Here are some things to think about when planning a street drama ministry:

1. Prepare drama material that is short and moving.

A. Song interpretation / Dowel rods or sticks

B. Mime

C. Parable like stories

You do not need to prepare a huge number of sketches or pieces because your audience is usually always changing. Many times you can recycle the same songs.

2. Secure permits

A. Park or sidewalk permits

B. Private business owners permit (You might be set-up in front of a private business and will need permission)

C. Amplified sound permit

3. Power source

A. Provided by city receptacles (Not the case usually)

B. Battery powered CD players

C. Rent a gas powered mobile generator

4. Sound system

A. Rent a self contained board

B. Invest in a self contained board that folds up and can be carried easily

5. Flyers or handbills

A. Small business size handbills (Usually the best because people put them in their pocket, rather than on the ground)

B. Large 8 1/2 x 11 handbill (Great for posters of stuffing into local newspapers)

*The handbills or any advertisement should be an invitation to a crusade or special event.

6. Where?

A. Amphitheater

B. Street corner - choose big enough area so you won't block pedestrian traffic

C. Park

D. Community events

E. Local Christian concerts

F. Malls

7. Who?

A. Small cast for sidewalk events because you will not be able to take up too


much room.

* _Entries supplied_:
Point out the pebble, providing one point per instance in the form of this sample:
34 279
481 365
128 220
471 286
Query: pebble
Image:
---
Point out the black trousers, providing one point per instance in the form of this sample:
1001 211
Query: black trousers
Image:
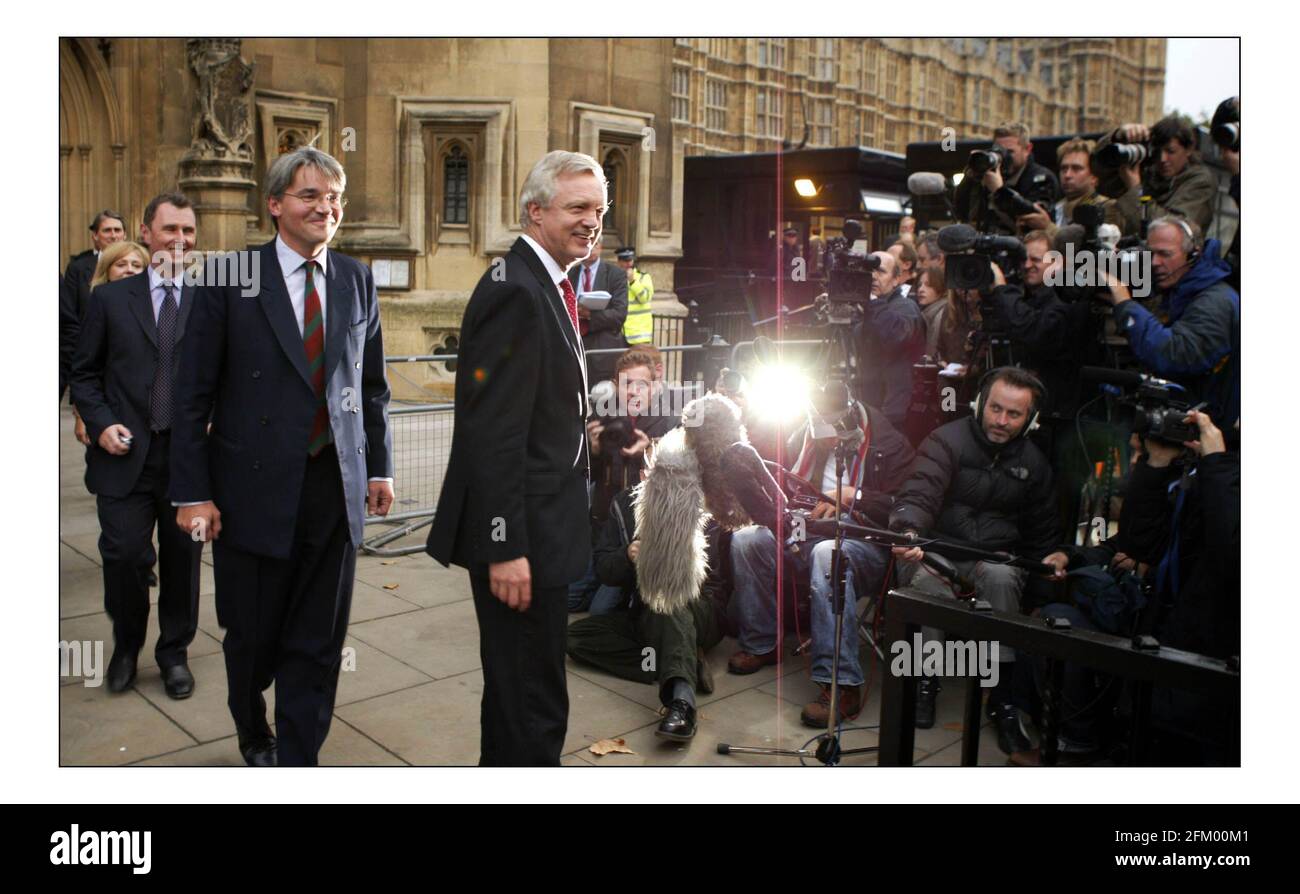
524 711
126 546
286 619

* _Exercise instructions_:
- A) Reproduce the part of the street drama ministry checklist starting at "A. Song interpretation" and ending at "the same songs.".
- B) Carry on the street drama ministry checklist from where it stops, in the same style.

* _Answers to the exercise_:
- A)
A. Song interpretation / Dowel rods or sticks

B. Mime

C. Parable like stories

You do not need to prepare a huge number of sketches or pieces because your audience is usually always changing. Many times you can recycle the same songs.

- B)
B. Larger cast for amphitheater or park

C. Youth usually have the energy, but by no means do you want to limit participation to an exclusive group. I don't usually go younger that 13 because of the attention span and the ability of younger kids to focus on an all day or multiple-day event. Street ministry can be very rewarding, but it is hard work. Street ministry is fun and can implement many people into the process. Not everyone involved with the street ministry will be in the drama. Some people prefer to hand out flyers. Others want to help in setting up the sound equipment. All of it is important. While ministering on the streets of San Francisco with our drama team, a few locals tried to get us frustrated by trying to steal the attention away from us. Without going into great detail, we were being made fun of. We just stayed focused and the intruder went on when they realized they weren't going to get upset. I share that story because even though street drama can very successful, it is vulnerable to whoever else is on the street, too. That's why it's always wise to have permits and fees paid so you can show you have the right to be where you are. My experience with doing drama in malls or even passing out flyers in malls has been…if you don't have permission, don't do it. There is nothing more embarrassing to you and your group than being asked to leave an area because you didn't get permission. That goes for every place you want to minister, not just malls. Malls can be a very good place for street drama, especially if you can reserve the food court area.


Thursday, June 3, 2010

Drama, the Visual Language Part 5

Drama, What Does It Mean?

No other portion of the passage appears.